(TASK BRIEF) Carry on the page extract about voting in a local election and favoring denser housing, picking up after its final line.

We also had a school board election; in 2011 I tried to figure that out, this year I punted. I wanted to spoil my ballot so that my slot would be taken up as it were, but I found the machines reject spoiled ballots. Normally that would be a feature, catching mistakes, but this time I walked away and it meant someone could vote for me. I guess it'd be better to make a random lame vote ("Joe Blow for #9"... though that could allow filling in #1. Damn.) I wonder if you can ask to not get one of the ballots...

In 2011 I read up at the last minute and made a gestalt judgement based on bike friendliness and funding sources and not-craziness and such. This year it was simpler, I turned into a single-issue voter: who sounds like they'll vote for higher density and higher buildings and looser zoning? Anybody who seemed good on that went to the top; people bemoaning the loss of rent control went to the bottom, right above the crazy people, below people who just wanted to increase the amount of "affordable housing" in developments. I'd like to know more where that affordability comes from: small size (okay), subsidies (doesn't seem scalable), developer having to suck it up (not great either)? Talking about parking and car reduction was a plus too.

Apparently both mayoral candidates in Boston favor taller buildings. Nice! As I said on IRC, "You want to be a world-class city like NYC, Boston? Guess what that takes. World class density!" Non-balkanized political planning would probably help too, as it is the region seems ripe for local selfishness.
mindstalk: (Enki)

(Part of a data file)
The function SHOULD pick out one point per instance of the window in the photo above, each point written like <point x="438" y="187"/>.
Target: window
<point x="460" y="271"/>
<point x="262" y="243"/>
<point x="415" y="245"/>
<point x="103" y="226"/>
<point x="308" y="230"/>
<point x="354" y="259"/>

(ANSWER TO THE PROBLEM)
Municipal elections in Massachusetts today. I live in Cambridge, which uses STV (Single Transferable Vote), a form of PR (Proportional Representation.) You rank the candidates in order, and black magic -- performed these days by Accu-Vote machines and computers -- computes a set of winners. 9 out of 18 candidates for city council, 6 out of 11 for school committee. I accidentally put two numbers for the same council candidate and had to try again. Non-partisan elections, so gauging the proportionality isn't as simple as matching up parties in the populace and council. I don't know much about the candidates, but I did find a trove of somewhat detailed candidate statements, so made my best guesses. There was a lot of similarity; even the one Republican (there's no party on the ballots) sounded pretty liberal. Occasionally things stood out as distinctive, though. Anyway, I did my bit for participating in diligently last-minute semi-informed democracy.

I think my preference for open party-list over STV went up a bit. Ranking 29 candidates via pen and scantron, nnng. Party-list could potentially have hundreds of candidates, but you have only one vote to cast.

We can try other evaluations than party: the current council shown here is 3/9 women, 1/9 black (the dark woman is Asian), 2/9 Asian, and 0/9 Hispanic as far as I can tell. Wikipedia says Cambridge is about 12% each for African-American and Asian, 7% Hispanic, and 51% female. So the blacks are spot on but the women are lacking. Of course, it's also pretty middle-aged. One candidate said he'd be the only tenant on the Council if elected, and I'm sure there's more than 1/9 renters in town. Sortition (random selection) as used by ancient Athens (they thought elections were too oligarchic, except where needed for generals [experienced] and treasurers [rich enough to not steal]) would be much more generally representative.

The school committee is is 3/6 male and 5/6 white, 1/6 black, not counting the Mayor, who is elected by the Council from among its own members and automatically head of both Council and Committee. Not to be confused with the City Manager, who is hired by the Council -- in the incumbent's base, for like the past 30 years. Apparently to good effect; Cambridge finances seem to have weathered the recession quite well.

Icon is particularly appropriate, being of a character who is a conduit for an Imperial Mandate of Heaven, who advocated (in a snarky aside) democracy as an alternative to said mandate.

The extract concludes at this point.